• _TO BE DONE_:
• a. Using the profile of Anjali Nayar, answer the following:
(i) What is TIMBY short for?
(ii) Which feature documentary highlights citizen reporters using smartphones to expose land-grabs and corruption?
(iii) According to the profile, what did Anjali realize prevented change?
• b. Reproduce the passage of the profile of Anjali Nayar from "TIMBY, short for" to "and many others.", word for word.

• _QUOTED TEXT_:
Our guest today is the ultimate jack of all trades. A scientist, journalist, award-winning filmmaker, and most recently, tech entrepreneur — Meet Anjali Nayar. Anjali began her career as a scientist before realizing that it wasn’t the lack of facts that prevented change, but the lack of hope. This led her first into journalism, and then documentary filmmaking for award-winning films like Gun Runners and Silas, which demonstrate the human potential for transformation. One of Anjali’s latest feature documentary, Silas, highlights citizen reporters that are using smartphones to expose the land-grabs and corruption in their countries. In fact, Silas is the whole reason TIMBY came about in the first place.
TIMBY, short for “This is My Backyard,” is a suite of encrypted tools created by Anjali. It is used by communities and NGO workers to document and share human rights violations in order to hold companies and governments accountable. TIMBY is used across the world by governments, the United Nations, OXFAM, WWF, and many others.

• _GIVEN DATA_:
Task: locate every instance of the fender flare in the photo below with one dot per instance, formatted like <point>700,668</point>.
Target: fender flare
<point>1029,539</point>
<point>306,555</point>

• _WRITTEN RESPONSES_:
• a.
(i) "This is My Backyard."
(ii) Silas.
(iii) Not the lack of facts, but the lack of hope.

• b.
TIMBY, short for “This is My Backyard,” is a suite of encrypted tools created by Anjali. It is used by communities and NGO workers to document and share human rights violations in order to hold companies and governments accountable. TIMBY is used across the world by governments, the United Nations, OXFAM, WWF, and many others.